**Exercise directions:** Retype the part of the Hurricane Isaias passage starting at "Isaias raced north/slightly" and ending at "north into Canada.".

Low pressure/tropical wave ’92-L’/‘Potential Cyclone Nine’ was upgraded to tropical storm Isaias Wed. evening while over the Eastern Caribbean.... moved over Eastern Dominican Republic Thu. afternoon then offshore & quickly reorganized becoming the 2nd hurricane of the Atlantic season a little before midnight. Isaias quite literally fell apart Sat. afternoon while crossing Andros Island of the Bahamas & the mid & low level centers have pretty much been disjointed ever since. But at the last minute, Isaias strengthened into a hurricane Mon. evening, Aug. 3rd before coming ashore about 11:15pm EDT near Ocean Isle Beach, NC with max sustained winds near 85 mph & min central pressure of 988mb/29.18″. It’s the fifth season in a row with 2 or more U.S. landfalls & the earliest on record to have 5 named storms hit the U.S. breaking the record of 5 Aug. 18, 1916. Isaias was the 5th July named storm over the Atlantic which ties the record for the month set in 2005. And it marks the fastest to ‘I’ beating the previous record set by “Irene” in - when else - 2005.

Isaias raced north/slightly northeast after making landfall Mon. evening, Aug. 3rd on the SW coast of N. Carolina then moved across New York & Western New England. Flooding rain & a few tornadoes along with strong & gusty winds accompanied the system all the way north into Canada.

The graph & map below - the next 2 images - courtesy Dr. Phil Klotzbach showing Aug. landfalling hurricanes:

Meanwhile... a tropical wave has limited potential to develop some over the Central Atlantic while holding nearly stationary or drifting some to the west. Significant development does not appear likely.

**Provided records:**
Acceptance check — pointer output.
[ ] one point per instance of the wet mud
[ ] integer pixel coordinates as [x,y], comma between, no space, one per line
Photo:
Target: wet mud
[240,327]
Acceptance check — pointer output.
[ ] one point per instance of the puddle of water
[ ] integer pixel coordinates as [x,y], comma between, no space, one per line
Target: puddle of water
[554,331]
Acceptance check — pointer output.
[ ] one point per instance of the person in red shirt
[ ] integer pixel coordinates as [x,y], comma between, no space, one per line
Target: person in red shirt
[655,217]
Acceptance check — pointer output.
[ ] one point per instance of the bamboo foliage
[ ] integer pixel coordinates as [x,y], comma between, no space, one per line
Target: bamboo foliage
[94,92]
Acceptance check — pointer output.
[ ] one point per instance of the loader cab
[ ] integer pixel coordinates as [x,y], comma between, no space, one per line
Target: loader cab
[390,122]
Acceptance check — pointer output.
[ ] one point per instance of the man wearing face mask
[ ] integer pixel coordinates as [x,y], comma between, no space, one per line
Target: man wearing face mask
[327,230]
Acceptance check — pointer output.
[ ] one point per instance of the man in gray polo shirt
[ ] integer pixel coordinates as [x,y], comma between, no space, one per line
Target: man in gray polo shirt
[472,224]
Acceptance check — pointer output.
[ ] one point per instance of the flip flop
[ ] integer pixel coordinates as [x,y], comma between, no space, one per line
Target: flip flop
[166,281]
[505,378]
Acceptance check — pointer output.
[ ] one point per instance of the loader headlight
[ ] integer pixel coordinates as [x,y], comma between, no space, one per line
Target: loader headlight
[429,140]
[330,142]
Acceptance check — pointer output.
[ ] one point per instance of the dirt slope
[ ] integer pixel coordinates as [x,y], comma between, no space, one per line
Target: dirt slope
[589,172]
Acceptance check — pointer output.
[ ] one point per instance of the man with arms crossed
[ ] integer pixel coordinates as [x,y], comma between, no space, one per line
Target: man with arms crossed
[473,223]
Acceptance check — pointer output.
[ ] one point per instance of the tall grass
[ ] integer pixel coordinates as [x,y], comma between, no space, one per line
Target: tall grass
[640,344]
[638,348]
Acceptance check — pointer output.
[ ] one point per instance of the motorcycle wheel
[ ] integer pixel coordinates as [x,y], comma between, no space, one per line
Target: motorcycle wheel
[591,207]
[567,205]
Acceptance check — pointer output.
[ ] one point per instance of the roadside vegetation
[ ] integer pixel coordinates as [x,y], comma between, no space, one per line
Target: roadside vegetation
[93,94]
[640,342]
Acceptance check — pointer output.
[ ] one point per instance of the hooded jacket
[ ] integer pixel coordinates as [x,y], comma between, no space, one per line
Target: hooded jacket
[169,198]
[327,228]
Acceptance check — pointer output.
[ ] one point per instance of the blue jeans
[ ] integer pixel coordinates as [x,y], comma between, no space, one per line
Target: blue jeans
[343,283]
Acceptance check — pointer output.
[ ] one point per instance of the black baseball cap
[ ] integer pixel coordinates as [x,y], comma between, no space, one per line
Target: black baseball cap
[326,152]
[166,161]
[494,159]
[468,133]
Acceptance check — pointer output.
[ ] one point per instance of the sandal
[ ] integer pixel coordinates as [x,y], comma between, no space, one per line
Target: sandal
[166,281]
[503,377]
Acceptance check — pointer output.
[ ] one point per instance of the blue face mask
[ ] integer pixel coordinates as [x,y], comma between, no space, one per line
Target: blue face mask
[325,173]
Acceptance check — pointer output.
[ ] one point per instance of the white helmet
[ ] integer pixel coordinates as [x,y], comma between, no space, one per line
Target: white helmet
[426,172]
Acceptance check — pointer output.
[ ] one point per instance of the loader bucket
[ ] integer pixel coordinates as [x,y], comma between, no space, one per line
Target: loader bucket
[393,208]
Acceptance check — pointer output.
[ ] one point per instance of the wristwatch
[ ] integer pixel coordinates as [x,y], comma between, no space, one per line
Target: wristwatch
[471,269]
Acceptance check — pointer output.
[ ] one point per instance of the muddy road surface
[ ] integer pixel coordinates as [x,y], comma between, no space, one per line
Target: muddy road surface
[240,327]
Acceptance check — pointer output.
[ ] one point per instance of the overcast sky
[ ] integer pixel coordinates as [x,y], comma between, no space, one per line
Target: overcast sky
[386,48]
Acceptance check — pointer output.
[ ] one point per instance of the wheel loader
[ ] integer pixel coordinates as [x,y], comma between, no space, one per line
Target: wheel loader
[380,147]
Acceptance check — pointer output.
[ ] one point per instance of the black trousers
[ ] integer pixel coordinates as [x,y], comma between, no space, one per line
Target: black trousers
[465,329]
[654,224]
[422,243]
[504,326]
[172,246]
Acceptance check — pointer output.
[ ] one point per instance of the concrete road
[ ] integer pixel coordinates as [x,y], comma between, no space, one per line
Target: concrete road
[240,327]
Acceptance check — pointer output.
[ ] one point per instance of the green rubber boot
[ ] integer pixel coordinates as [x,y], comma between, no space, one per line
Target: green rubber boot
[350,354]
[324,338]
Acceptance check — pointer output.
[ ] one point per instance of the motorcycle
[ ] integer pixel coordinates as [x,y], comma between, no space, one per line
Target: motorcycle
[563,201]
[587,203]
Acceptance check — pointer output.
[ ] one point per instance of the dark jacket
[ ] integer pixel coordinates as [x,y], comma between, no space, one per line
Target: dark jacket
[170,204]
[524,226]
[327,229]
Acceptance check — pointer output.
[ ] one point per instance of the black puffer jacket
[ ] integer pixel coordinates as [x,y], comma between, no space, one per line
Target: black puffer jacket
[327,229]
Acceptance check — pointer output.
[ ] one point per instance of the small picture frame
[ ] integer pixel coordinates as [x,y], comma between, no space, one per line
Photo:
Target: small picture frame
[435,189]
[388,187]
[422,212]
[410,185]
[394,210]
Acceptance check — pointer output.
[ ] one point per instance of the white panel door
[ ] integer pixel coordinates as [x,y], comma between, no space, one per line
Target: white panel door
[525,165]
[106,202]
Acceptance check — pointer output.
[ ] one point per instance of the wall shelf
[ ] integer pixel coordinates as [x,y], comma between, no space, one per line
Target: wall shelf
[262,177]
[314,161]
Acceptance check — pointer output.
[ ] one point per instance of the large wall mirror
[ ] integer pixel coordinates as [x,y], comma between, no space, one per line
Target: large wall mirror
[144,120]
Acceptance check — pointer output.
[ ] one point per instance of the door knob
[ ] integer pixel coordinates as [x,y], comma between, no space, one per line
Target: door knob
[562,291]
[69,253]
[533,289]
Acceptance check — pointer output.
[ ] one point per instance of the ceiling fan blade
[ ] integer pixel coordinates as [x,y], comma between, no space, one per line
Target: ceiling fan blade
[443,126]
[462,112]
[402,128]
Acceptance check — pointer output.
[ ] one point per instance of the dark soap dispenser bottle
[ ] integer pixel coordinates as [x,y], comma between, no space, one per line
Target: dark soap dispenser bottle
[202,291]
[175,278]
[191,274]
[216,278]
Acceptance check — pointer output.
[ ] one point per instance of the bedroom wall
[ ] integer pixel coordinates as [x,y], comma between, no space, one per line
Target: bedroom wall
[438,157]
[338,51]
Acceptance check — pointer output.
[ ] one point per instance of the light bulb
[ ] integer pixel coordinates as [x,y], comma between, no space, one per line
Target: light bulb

**Written response:**
Isaias raced north/slightly northeast after making landfall Mon. evening, Aug. 3rd on the SW coast of N. Carolina then moved across New York & Western New England. Flooding rain & a few tornadoes along with strong & gusty winds accompanied the system all the way north into Canada.